ページ抜粋:
ラクに着用できるアイテムとして定着してきたブラトップですが、ラクさを求める一方で、既存のブラトップに対する悩みの声も…。そこで、やさしいつけごこちを追求した「ハグするブラ」の快適さはそのままに、機能的な構造で不満に対応する「ハグするブラトップ」が誕生しました。チーム一丸となって生み出した、これまでにないブラトップを目指したものづくりの魅力に迫ります。

伸縮性のある高ストレッチ素材で
きれいなバストシルエットと追随性を叶えるブラトップ
――新商品「ハグするブラトップ」開発のきっかけを教えてください。
星加 「ハグするブラトップ」は、中長期開発としてじっくりと時間をかけて開発してきたアイテムです。ブラトップへのお悩みや不満をふまえて、ワコールブランド史上最高の商品を! という意気込みで、ブラジャー担当者とランジェリー担当者による熱いブレストからスタートしました。
プライス ブラトップへのお悩みや不満を調査すると、「バストが下がって見える」「(バストの)ホールド感がなく頼りない」といったお声が上がってきました(※)。これらの課題に対応するために、「ハグするブラ」とは違うブラトップならではの構造を考えるところから始めました。
※調査方法:ワコールHP内アンケート調査(複数回答) 調査期間:2024年2月 調査対象:女性513名

――ブラトップへのお悩みに応える商品に仕上がったということですね。
杉本 はい。最大のポイントは、ハグストレッチシートとリフティングシートを採用したことです。ストレッチ性のある土台に重ねたハグストレッチシートがからだを包み込み、まるでハグされているようなここちよさを叶えました。また、肩まで続くリフティングシートでバストを引き上げることで、ブラジャーを着けているようなバストの立体感ときれいなシルエットを保ってくれます。


星加 日常生活においてブラトップにおける着崩れを解消するためにまずは運動してもずれない構造について考えました。腕を上げたときにカップまわりの布が一緒に動くとバストの変形に対応できにくいため分離構造としました。表の生地をどこまで縫い込むかで、バストシルエットが変わるためどこを止めればフィット感を維持したまま美しい形を保てるのか、ということも課題でした…。
大江 また、カップ周辺を従来通り縫製で考えていたのですが、そうすると厚みが出たり、見た目が古めかしくなったりして、社内では昭和っぽいと言われてしまい…。そこで、縫製ではなく接着で問題を解決できるのではと思いつき、接着技法と全方向ストレッチ素材で、ずれ上がりにくく着装感のよい仕様にし、左右分かれたカップではなく、一体型カップを一から成型することになりました。そのカップをデザインに落とし込むのが本当に大変でした。

表示資料:

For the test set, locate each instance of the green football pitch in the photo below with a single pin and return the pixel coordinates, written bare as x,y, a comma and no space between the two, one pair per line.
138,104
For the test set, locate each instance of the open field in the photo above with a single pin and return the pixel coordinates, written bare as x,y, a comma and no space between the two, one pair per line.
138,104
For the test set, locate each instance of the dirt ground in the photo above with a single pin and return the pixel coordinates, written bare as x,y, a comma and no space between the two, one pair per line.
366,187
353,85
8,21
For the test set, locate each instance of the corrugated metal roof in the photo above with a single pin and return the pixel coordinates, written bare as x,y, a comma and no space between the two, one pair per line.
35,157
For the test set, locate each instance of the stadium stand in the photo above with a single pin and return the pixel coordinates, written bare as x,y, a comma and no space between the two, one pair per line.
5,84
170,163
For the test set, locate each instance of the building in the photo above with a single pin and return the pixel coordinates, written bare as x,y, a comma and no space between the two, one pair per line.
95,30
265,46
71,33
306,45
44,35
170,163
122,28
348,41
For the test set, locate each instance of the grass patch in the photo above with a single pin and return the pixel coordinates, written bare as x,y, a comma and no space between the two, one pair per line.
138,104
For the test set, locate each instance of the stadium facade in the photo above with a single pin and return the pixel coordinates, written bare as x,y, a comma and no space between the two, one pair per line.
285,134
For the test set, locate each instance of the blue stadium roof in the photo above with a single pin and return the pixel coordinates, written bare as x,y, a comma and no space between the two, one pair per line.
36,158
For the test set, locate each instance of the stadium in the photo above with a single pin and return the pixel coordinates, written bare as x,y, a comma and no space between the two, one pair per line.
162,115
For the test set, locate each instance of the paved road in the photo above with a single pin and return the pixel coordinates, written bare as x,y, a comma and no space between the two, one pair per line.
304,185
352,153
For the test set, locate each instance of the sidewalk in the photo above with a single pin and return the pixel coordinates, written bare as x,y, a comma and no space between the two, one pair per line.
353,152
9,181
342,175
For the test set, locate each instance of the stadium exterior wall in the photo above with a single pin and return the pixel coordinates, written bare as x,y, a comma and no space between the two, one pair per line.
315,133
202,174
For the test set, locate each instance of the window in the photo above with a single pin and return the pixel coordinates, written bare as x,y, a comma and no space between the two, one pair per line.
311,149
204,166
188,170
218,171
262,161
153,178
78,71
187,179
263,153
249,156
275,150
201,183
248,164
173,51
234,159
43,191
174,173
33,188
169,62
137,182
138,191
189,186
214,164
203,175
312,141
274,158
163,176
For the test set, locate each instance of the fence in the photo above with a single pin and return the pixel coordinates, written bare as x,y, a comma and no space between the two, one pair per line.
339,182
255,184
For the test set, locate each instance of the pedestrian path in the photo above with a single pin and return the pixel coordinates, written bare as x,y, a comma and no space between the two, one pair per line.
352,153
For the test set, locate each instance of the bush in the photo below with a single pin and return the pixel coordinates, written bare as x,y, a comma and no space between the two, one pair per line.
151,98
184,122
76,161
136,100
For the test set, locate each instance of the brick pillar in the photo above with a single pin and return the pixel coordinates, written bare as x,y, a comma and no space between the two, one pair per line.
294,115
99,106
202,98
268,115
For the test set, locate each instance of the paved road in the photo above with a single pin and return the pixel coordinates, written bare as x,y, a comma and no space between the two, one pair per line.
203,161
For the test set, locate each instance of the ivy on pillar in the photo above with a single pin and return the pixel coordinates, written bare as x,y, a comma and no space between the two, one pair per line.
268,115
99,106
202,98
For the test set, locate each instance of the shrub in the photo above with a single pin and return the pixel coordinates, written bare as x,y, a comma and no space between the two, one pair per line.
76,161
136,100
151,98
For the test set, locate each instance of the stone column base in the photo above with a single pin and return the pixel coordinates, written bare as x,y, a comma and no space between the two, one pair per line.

やること: ページ抜粋で発言している人の名前を、最初に発言する順にすべて挙げてください。 この資料はページ抜粋とは別のものです。

正解: 星加、プライス、杉本、大江